— begin GIVEN DATA —

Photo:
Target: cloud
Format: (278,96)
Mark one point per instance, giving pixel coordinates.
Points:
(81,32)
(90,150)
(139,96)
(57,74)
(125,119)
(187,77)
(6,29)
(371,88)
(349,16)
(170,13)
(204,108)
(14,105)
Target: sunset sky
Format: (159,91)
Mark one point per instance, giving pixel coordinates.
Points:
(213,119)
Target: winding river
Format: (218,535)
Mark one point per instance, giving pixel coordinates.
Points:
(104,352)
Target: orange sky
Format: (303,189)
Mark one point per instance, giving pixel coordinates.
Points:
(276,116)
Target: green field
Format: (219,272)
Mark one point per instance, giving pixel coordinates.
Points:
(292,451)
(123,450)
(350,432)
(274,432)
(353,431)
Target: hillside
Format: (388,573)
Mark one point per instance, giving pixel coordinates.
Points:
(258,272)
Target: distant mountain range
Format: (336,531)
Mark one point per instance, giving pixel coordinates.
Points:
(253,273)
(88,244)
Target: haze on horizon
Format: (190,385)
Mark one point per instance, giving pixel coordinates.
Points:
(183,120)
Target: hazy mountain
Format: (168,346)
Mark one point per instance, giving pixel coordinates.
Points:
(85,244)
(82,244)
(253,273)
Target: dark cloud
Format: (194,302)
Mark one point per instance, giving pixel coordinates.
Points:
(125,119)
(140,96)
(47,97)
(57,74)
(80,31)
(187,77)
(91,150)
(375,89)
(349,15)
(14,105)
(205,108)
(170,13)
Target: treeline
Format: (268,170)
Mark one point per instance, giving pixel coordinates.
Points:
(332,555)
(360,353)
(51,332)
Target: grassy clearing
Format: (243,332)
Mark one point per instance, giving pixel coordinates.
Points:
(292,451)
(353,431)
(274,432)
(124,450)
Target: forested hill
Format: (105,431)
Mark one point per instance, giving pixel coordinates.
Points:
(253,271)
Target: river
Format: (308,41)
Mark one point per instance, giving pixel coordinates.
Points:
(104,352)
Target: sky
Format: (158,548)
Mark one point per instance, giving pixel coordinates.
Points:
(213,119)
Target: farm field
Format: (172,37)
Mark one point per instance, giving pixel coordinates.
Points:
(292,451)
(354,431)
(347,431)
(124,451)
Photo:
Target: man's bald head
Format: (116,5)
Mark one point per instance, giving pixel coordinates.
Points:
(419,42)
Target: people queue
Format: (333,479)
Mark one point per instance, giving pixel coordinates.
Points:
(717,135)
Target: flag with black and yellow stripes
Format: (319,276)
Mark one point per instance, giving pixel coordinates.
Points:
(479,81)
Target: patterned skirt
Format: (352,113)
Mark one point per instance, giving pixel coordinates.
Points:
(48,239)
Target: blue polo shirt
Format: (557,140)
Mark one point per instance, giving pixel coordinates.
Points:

— end GIVEN DATA —

● **GIVEN EXERCISE**
Rewrite all the items above as a numbered list, one line per number, leaving out any blank lines.

● **EXERCISE SOLUTION**
1. Photo:
2. Target: cloud
3. Format: (278,96)
4. Mark one point per instance, giving pixel coordinates.
5. Points:
6. (81,32)
7. (90,150)
8. (139,96)
9. (57,74)
10. (125,119)
11. (187,77)
12. (6,29)
13. (371,88)
14. (349,16)
15. (170,13)
16. (204,108)
17. (14,105)
18. Target: sunset sky
19. Format: (159,91)
20. Mark one point per instance, giving pixel coordinates.
21. Points:
22. (213,119)
23. Target: winding river
24. Format: (218,535)
25. Mark one point per instance, giving pixel coordinates.
26. Points:
27. (104,352)
28. Target: orange sky
29. Format: (303,189)
30. Mark one point per instance, giving pixel coordinates.
31. Points:
32. (276,116)
33. Target: green field
34. Format: (219,272)
35. Mark one point per instance, giving pixel coordinates.
36. Points:
37. (292,451)
38. (123,450)
39. (350,432)
40. (274,432)
41. (353,431)
42. Target: hillside
43. Format: (388,573)
44. Mark one point per instance, giving pixel coordinates.
45. Points:
46. (258,272)
47. Target: distant mountain range
48. Format: (336,531)
49. Mark one point per instance, giving pixel coordinates.
50. Points:
51. (253,273)
52. (88,244)
53. Target: haze on horizon
54. Format: (190,385)
55. Mark one point per instance, giving pixel coordinates.
56. Points:
57. (183,120)
58. Target: hazy mountain
59. Format: (168,346)
60. Mark one point per instance, giving pixel coordinates.
61. Points:
62. (85,244)
63. (82,244)
64. (253,273)
65. Target: dark cloud
66. Format: (194,302)
67. Mark one point per instance, giving pixel coordinates.
68. Points:
69. (125,119)
70. (140,96)
71. (47,97)
72. (57,74)
73. (80,31)
74. (187,77)
75. (91,150)
76. (375,89)
77. (349,15)
78. (14,105)
79. (205,108)
80. (170,13)
81. Target: treeline
82. Format: (268,170)
83. Mark one point per instance, giving pixel coordinates.
84. Points:
85. (332,555)
86. (360,353)
87. (51,332)
88. Target: grassy clearing
89. Format: (243,332)
90. Mark one point per instance, giving pixel coordinates.
91. Points:
92. (292,451)
93. (353,431)
94. (274,432)
95. (124,450)
96. Target: forested hill
97. Format: (105,431)
98. Mark one point per instance, giving pixel coordinates.
99. Points:
100. (253,271)
101. Target: river
102. Format: (308,41)
103. Mark one point per instance, giving pixel coordinates.
104. Points:
105. (104,352)
106. Target: sky
107. Format: (158,548)
108. Mark one point per instance, giving pixel coordinates.
109. Points:
110. (213,119)
111. Target: farm field
112. Format: (172,37)
113. Mark one point per instance, giving pixel coordinates.
114. Points:
115. (292,451)
116. (354,431)
117. (347,431)
118. (124,451)
119. Photo:
120. Target: man's bald head
121. Format: (116,5)
122. Mark one point per instance, giving pixel coordinates.
123. Points:
124. (419,42)
125. Target: people queue
126. Format: (333,479)
127. Mark one point per instance, giving pixel coordinates.
128. Points:
129. (717,135)
130. Target: flag with black and yellow stripes
131. Format: (319,276)
132. Mark one point per instance, giving pixel coordinates.
133. Points:
134. (479,81)
135. Target: patterned skirt
136. Format: (352,113)
137. Mark one point per instance, giving pixel coordinates.
138. Points:
139. (48,239)
140. Target: blue polo shirt
141. Format: (557,140)
142. Mark one point per instance, giving pixel coordinates.
143. Points:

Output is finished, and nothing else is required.